Records from a data collection:
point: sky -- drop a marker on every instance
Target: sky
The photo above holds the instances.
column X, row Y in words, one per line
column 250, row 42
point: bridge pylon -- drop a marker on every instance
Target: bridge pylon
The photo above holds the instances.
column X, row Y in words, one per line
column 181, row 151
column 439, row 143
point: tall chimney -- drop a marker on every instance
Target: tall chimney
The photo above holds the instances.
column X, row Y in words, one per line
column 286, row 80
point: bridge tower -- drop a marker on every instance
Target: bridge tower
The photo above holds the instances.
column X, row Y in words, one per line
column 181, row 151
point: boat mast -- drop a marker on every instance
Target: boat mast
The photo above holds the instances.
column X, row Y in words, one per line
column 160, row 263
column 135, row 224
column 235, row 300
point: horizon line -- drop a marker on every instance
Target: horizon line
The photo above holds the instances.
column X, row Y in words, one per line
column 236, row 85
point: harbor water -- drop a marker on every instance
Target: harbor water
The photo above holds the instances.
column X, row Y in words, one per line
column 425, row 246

# [Given exercise]
Reproduce the items above verbatim, line for line, without any changes.

# [Finished task]
point: sky -- drop a marker on every instance
Target: sky
The photo above holds the instances.
column X, row Y in words, one per line
column 250, row 42
point: bridge pylon -- drop a marker on every instance
Target: bridge pylon
The photo above holds the instances.
column X, row Y in words, one per line
column 181, row 151
column 439, row 143
point: tall chimney -- drop a marker on every instance
Target: tall chimney
The photo above holds the instances.
column X, row Y in words, one per line
column 286, row 80
point: bridge tower -- drop a marker on every instance
Target: bridge tower
The photo above holds the instances.
column X, row Y in words, one per line
column 181, row 151
point: boat mast -- drop a marker on every instance
Target: boat mast
The photo above holds the instances.
column X, row Y in words, one per line
column 160, row 263
column 135, row 224
column 235, row 300
point: horizon line -- drop a marker on every instance
Target: horizon line
The photo above holds the instances.
column X, row Y in words, one per line
column 236, row 85
point: harbor water -- drop a marker on every instance
Target: harbor water
The photo above holds the instances.
column X, row Y in words, one per line
column 425, row 246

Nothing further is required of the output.